» **ASSIGNED TASK**
Retype each record exactly.

RECORD EXTRACTS Block Start

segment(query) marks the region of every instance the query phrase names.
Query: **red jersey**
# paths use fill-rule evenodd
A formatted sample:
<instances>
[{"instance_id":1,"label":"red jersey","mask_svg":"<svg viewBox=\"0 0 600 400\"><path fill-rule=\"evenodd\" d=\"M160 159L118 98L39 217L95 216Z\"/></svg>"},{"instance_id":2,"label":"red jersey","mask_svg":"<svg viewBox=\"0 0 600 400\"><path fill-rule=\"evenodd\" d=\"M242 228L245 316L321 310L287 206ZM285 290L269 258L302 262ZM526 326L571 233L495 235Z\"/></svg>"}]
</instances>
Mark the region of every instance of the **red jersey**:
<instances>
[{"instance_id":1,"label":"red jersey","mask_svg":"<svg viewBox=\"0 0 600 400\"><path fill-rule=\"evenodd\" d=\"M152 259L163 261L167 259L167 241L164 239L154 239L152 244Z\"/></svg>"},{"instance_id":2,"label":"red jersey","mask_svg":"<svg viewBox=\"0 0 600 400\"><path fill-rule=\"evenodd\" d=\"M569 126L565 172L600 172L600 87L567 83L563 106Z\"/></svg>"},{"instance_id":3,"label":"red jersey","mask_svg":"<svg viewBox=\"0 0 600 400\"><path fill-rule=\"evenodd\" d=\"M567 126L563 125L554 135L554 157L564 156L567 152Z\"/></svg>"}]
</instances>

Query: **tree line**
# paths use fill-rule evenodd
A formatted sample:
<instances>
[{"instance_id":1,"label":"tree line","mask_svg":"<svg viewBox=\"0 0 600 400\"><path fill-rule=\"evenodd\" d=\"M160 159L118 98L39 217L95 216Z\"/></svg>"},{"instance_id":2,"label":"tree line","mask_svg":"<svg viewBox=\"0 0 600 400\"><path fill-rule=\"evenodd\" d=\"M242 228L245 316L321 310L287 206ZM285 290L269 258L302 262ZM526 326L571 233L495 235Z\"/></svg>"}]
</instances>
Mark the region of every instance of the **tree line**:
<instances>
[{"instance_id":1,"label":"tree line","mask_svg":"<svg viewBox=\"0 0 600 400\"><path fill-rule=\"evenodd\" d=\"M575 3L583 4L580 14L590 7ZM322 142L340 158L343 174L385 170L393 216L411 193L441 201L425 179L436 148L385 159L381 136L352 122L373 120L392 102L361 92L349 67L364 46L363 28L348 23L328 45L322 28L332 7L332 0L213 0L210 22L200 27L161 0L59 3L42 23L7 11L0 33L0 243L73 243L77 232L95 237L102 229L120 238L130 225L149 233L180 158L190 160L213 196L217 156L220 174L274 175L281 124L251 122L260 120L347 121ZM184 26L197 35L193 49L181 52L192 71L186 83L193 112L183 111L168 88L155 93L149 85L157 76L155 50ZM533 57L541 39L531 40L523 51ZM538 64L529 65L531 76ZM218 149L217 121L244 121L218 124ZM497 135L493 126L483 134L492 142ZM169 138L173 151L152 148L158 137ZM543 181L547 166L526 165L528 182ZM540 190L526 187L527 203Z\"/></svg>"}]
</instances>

RECORD EXTRACTS Block End

» **OUTPUT BELOW**
segment(query) marks the region of every instance the query phrase names.
Query: **red jersey**
# paths use fill-rule evenodd
A formatted sample:
<instances>
[{"instance_id":1,"label":"red jersey","mask_svg":"<svg viewBox=\"0 0 600 400\"><path fill-rule=\"evenodd\" d=\"M160 159L118 98L39 217L95 216Z\"/></svg>"},{"instance_id":2,"label":"red jersey","mask_svg":"<svg viewBox=\"0 0 600 400\"><path fill-rule=\"evenodd\" d=\"M242 228L245 316L321 310L287 206ZM285 290L269 258L302 262ZM526 326L571 233L495 235Z\"/></svg>"}]
</instances>
Mark the region of every instance of the **red jersey**:
<instances>
[{"instance_id":1,"label":"red jersey","mask_svg":"<svg viewBox=\"0 0 600 400\"><path fill-rule=\"evenodd\" d=\"M152 259L163 261L167 259L167 241L164 239L154 239L152 244Z\"/></svg>"},{"instance_id":2,"label":"red jersey","mask_svg":"<svg viewBox=\"0 0 600 400\"><path fill-rule=\"evenodd\" d=\"M569 126L565 172L600 172L600 87L567 83L563 106Z\"/></svg>"},{"instance_id":3,"label":"red jersey","mask_svg":"<svg viewBox=\"0 0 600 400\"><path fill-rule=\"evenodd\" d=\"M567 126L563 125L554 135L554 157L564 156L567 152Z\"/></svg>"}]
</instances>

Query: **tree line**
# paths use fill-rule evenodd
A formatted sample:
<instances>
[{"instance_id":1,"label":"tree line","mask_svg":"<svg viewBox=\"0 0 600 400\"><path fill-rule=\"evenodd\" d=\"M160 159L118 98L39 217L95 216Z\"/></svg>"},{"instance_id":2,"label":"tree line","mask_svg":"<svg viewBox=\"0 0 600 400\"><path fill-rule=\"evenodd\" d=\"M242 228L245 316L321 310L287 206ZM285 290L269 258L302 262ZM526 326L571 233L495 235Z\"/></svg>"}]
</instances>
Mark the region of every instance of the **tree line**:
<instances>
[{"instance_id":1,"label":"tree line","mask_svg":"<svg viewBox=\"0 0 600 400\"><path fill-rule=\"evenodd\" d=\"M575 3L583 4L580 14L590 7ZM322 142L340 158L343 174L385 170L393 216L411 193L441 201L425 179L436 148L385 159L381 136L352 122L373 120L392 102L361 92L349 67L364 46L363 28L348 23L328 45L322 28L332 7L332 0L213 0L210 22L200 27L161 0L59 3L42 23L7 11L0 33L0 243L73 243L77 232L95 237L102 229L120 238L130 225L149 233L180 158L190 160L213 196L217 156L220 174L274 175L281 124L251 122L260 120L347 121ZM184 26L197 35L193 49L181 52L192 71L186 83L193 112L183 111L168 88L155 93L149 85L157 76L155 50ZM533 57L541 39L531 40L523 51ZM538 64L529 65L531 76ZM218 149L217 121L244 121L218 124ZM497 135L493 126L483 134L492 142ZM169 138L173 151L152 148L158 137ZM543 181L547 166L526 165L528 182ZM540 190L526 187L527 203Z\"/></svg>"}]
</instances>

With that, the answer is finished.